Sciences et conscience. Les limites de l'informatique.
L'ordinateur est-il capable de comprendre un texte ? L'être humain est-il vraiment stupide face à la machine ?
Remarque d'un utilisateur de l'informatique plutôt fanatique et stupide (juin 2003) :
"...L'ordinateur , a l'avantage sur l'humain de l'exaustivité, et de la puissance de calcul. C'est indispensable pour traiter les vastes corpus de connaissances. Les logiciels d'aide a l'analyse des discours sont puissants ils permettent d'exploiter le contenu d'un texte, et d'éliminer la subjectivité de l'homme. Les progrès de l'informatique sont maintenant décisif. Les discours sont de plus en plus facile à analyser. L'homme peut être dans l'interprétation alors que l'ordinateur arrive à analyser infiniment plus vite..."Ma réponse :
Mel Vadeker, juin 2003
A vous lire, on dirait que vous divinisez la machine, vous vénérez sa puissance mais vous ignorez complètement ce qu'il se passe au niveau du fonctionnement de l'esprit humain. Vous parlez donc de choses dont vous ignorez tout. C'est dommage de vous emportez comme cela et de croire que vous possédez la science infuse.

TÂCHES À RÉALISER
1: Dans le texte sur les limites de l'informatique, qui signe la réponse adressée à l'utilisateur ?
2: Prolongez le texte sur les limites de l'informatique à partir de sa dernière phrase.
Les lignes ci-dessous n'ont aucun lien avec le texte sur les limites de l'informatique.

MATÉRIEL FOURNI

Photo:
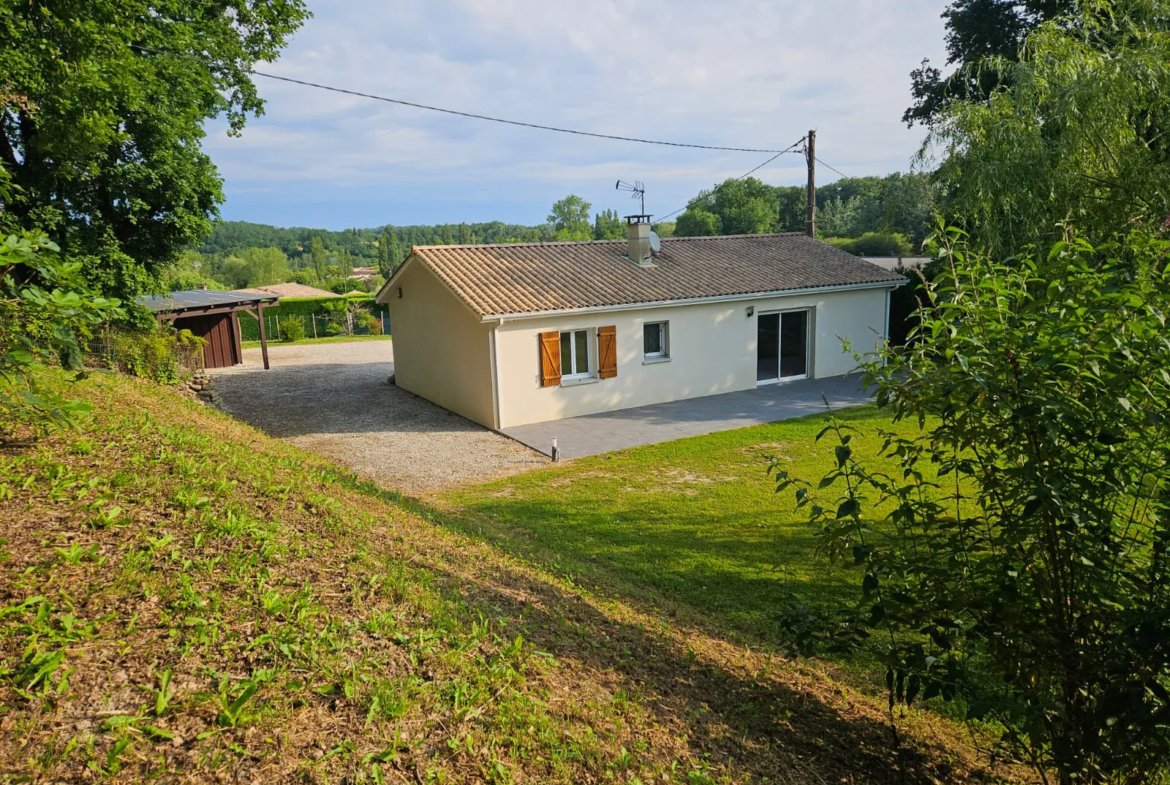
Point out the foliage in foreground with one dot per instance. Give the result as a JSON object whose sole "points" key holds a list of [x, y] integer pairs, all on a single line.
{"points": [[185, 599], [1027, 543], [47, 310]]}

RÉPONSES DE L'EXERCICE
1: Mel Vadeker.

2:
Vous pouvez utiliser autant de fois que vous le voulez des analyseurs lexicaux et syntaxiques, travailler sur le thesaurus en construisant des tables d'index pour décortiquer un document . Mais n’oubliez pas que ce travail sur le sens émerge par la construction d'un graphe de relations, d’un hypertexte qui constitue alors un lexique propre au contexte. L'hypertexte que l'on construit représente le métalangage, voir avec cet exemple :
hypertexte sur le champ lexical du mot réseau
Il y a une chose qu'il est absurde de considérer : le sens d'un texte n'est pas immanent au corpus, il révèle de ce qu'on appelle l'indexicalité (le sens est indexé au contexte). Il est en effet nécessaire à chaque fois, de construire les corrélations, en termes de références, aux différents contextes. Dans la découverte d'un texte il y a toujours un contenu latent ou implicite qui va de soi chez le lecteur car il appartient au raisonnement de sens commun, c'est quelque chose d’évident chez l’être humain mais pas chez la machine.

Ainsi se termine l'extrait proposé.